Exercise details ::
Write out all the data again, exactly as shown.

Start of Source data

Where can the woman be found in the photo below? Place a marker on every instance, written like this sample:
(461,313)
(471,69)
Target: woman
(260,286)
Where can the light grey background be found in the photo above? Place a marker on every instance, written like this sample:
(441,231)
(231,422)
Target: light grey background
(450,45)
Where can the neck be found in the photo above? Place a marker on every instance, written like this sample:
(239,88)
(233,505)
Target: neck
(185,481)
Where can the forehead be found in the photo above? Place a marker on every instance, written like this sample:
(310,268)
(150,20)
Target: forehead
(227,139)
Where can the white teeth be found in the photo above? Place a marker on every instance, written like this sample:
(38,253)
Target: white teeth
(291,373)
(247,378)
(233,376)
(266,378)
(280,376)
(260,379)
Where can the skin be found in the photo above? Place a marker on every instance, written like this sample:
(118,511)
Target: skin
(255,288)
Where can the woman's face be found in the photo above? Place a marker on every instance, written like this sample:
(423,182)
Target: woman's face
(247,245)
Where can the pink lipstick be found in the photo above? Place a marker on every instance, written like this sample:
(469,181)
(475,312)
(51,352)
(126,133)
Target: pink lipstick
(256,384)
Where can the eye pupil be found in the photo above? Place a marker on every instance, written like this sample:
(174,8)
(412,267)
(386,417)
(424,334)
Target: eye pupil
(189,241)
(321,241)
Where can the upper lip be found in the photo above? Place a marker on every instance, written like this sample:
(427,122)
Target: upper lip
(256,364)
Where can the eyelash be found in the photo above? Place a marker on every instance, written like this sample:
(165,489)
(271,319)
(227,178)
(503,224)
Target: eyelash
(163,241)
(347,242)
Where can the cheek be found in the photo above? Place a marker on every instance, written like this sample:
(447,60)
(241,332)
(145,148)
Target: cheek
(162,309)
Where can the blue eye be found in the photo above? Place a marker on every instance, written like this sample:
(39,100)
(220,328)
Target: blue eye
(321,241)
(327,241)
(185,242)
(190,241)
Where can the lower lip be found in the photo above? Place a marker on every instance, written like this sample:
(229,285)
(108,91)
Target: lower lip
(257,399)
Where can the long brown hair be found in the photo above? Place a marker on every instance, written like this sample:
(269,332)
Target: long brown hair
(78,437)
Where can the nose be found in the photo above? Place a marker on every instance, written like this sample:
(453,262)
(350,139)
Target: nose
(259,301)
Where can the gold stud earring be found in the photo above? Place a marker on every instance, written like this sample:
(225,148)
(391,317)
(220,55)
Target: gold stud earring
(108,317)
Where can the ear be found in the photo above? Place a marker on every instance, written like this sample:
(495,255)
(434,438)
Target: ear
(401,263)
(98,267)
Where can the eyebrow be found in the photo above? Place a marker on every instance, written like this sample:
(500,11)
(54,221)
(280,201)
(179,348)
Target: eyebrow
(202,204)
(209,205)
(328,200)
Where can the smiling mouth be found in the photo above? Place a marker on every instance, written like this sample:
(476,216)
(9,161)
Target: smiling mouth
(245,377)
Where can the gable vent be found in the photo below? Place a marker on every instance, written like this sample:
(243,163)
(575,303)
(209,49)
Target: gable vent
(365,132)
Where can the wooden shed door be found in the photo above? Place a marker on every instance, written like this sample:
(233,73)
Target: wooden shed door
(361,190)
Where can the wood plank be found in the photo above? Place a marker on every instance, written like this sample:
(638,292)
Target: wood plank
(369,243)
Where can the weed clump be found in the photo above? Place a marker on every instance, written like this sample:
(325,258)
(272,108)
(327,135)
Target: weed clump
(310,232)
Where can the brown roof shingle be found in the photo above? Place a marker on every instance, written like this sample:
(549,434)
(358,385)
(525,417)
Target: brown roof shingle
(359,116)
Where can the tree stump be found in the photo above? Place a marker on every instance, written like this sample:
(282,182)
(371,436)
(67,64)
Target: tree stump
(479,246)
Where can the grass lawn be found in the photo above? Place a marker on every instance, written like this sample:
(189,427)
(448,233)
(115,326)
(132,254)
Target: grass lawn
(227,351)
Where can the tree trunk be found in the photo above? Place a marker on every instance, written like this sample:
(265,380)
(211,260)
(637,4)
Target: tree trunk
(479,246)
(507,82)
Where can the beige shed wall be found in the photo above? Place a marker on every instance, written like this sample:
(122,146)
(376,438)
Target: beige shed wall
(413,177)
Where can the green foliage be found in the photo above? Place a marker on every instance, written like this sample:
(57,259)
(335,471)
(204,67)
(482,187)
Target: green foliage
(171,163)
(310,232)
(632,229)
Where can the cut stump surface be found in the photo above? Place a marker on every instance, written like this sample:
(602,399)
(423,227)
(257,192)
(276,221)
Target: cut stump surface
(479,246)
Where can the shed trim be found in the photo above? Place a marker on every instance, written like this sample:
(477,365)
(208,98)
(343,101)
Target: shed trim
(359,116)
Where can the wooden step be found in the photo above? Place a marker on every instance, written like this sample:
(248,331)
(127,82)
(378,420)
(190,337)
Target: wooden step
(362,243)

End of Source data

Result ::
Where can the woman be found in the photo below? Place a marker on every instance, written like this sample:
(461,313)
(471,69)
Target: woman
(260,286)
Where can the light grey background be found in the photo above? Place a marker on every instance, written like this sample:
(441,231)
(231,422)
Target: light grey background
(450,45)
Where can the neck be found in the photo above? Place a marker on every instance, written like this sample:
(239,88)
(233,505)
Target: neck
(185,481)
Where can the forehead be found in the photo above? Place a marker on every instance, written like this sample:
(310,268)
(150,20)
Target: forehead
(227,139)
Where can the white teeth be found in the photo above? Place a marker on every instance, written like this sample:
(38,253)
Target: white teeth
(291,373)
(247,378)
(233,376)
(266,378)
(280,376)
(260,379)
Where can the skin be found in the photo above? Place a marker on every instance, written like this sample:
(118,511)
Target: skin
(255,288)
Where can the woman's face be found in the photo above? Place a marker on every instance, written like this sample:
(423,182)
Target: woman's face
(247,245)
Where can the pink lipstick be found in the photo above? Place a marker on every instance, written like this sample:
(469,181)
(475,312)
(51,352)
(126,133)
Target: pink lipstick
(256,384)
Where can the eye pupil be found in the photo above? Place a marker on every instance, written like this sample:
(174,8)
(412,267)
(386,417)
(424,334)
Target: eye pupil
(189,241)
(321,241)
Where can the upper lip be found in the photo above? Place a marker on every instance, written like this sample:
(427,122)
Target: upper lip
(256,364)
Where can the eyelash be found in the photo above? Place a marker on every instance, written like this sample:
(165,489)
(271,319)
(227,178)
(503,224)
Target: eyelash
(163,241)
(347,242)
Where can the cheek be found in the photo above? Place a marker on every instance, written like this sample:
(447,60)
(241,332)
(145,148)
Target: cheek
(162,309)
Where can the blue eye be found in the photo above? Place a marker on every instance, written like this sample:
(39,100)
(220,328)
Target: blue eye
(321,241)
(327,241)
(185,242)
(190,241)
Where can the lower lip be found in the photo above? Place a marker on every instance, written like this sample:
(229,285)
(108,91)
Target: lower lip
(257,399)
Where can the long brown hair be found in the photo above? Place a marker on every instance, written like this sample:
(269,332)
Target: long brown hair
(78,437)
Where can the nose be found in the photo above? Place a marker on every instance, written like this sample:
(453,262)
(350,139)
Target: nose
(259,301)
Where can the gold stud earring be found in the photo above? Place a marker on every instance, written like this sample:
(225,148)
(391,317)
(220,55)
Target: gold stud earring
(108,317)
Where can the ear be found in the photo above? Place a marker on every instance, written like this sample:
(495,255)
(434,438)
Target: ear
(401,263)
(98,267)
Where can the eyebrow be found in the photo above? Place a marker on every instance, written like this sample:
(500,11)
(54,221)
(280,201)
(179,348)
Target: eyebrow
(202,204)
(209,205)
(328,200)
Where can the smiling mouth be found in the photo above? Place a marker on every instance, written like this sample:
(476,216)
(9,161)
Target: smiling mouth
(245,377)
Where can the gable vent be found in the photo below? Place a marker on every instance, written like this sample:
(243,163)
(575,303)
(209,49)
Target: gable vent
(365,132)
Where can the wooden shed door be found in the photo above? Place a marker on every instance, written like this sample:
(233,73)
Target: wooden shed door
(361,190)
Where can the wood plank be found in the photo above? Place a marker on every instance, written like this sample:
(638,292)
Target: wood plank
(369,243)
Where can the weed clump be found in the photo above? Place a marker on every instance, written like this sample:
(325,258)
(272,108)
(327,135)
Target: weed clump
(310,232)
Where can the brown roof shingle be found in the photo above? Place a marker on every instance, written like this sample:
(549,434)
(358,385)
(525,417)
Target: brown roof shingle
(359,116)
Where can the tree stump be found in the photo above? Place a marker on every instance, written like this sample:
(282,182)
(371,436)
(67,64)
Target: tree stump
(479,246)
Where can the grass lawn be found in the photo above? Place a marker on every instance, written like this sample:
(189,427)
(448,233)
(115,326)
(132,254)
Target: grass lawn
(227,351)
Where can the tree trunk be found in the photo above? Place a marker on every instance, written like this sample:
(265,380)
(211,260)
(637,4)
Target: tree trunk
(479,246)
(507,82)
Where can the beige shed wall be found in the photo above? Place a marker on every instance, written like this sample:
(122,146)
(376,438)
Target: beige shed wall
(413,177)
Where can the green foliage be found in the photo above? Place a marker on every instance, written like this sample:
(57,259)
(335,471)
(204,67)
(482,187)
Target: green foliage
(171,163)
(310,232)
(632,229)
Where can the cut stump surface be found in the photo above? Place a marker on every instance, written like this sample:
(602,399)
(423,227)
(257,192)
(276,221)
Target: cut stump surface
(479,246)
Where can the shed trim be found in the photo above? Place a marker on every instance, written like this sample:
(477,365)
(208,98)
(343,101)
Target: shed trim
(359,116)
Where can the wooden step be found in the photo above? Place a marker on every instance, written like this sample:
(248,331)
(127,82)
(378,420)
(190,337)
Target: wooden step
(362,243)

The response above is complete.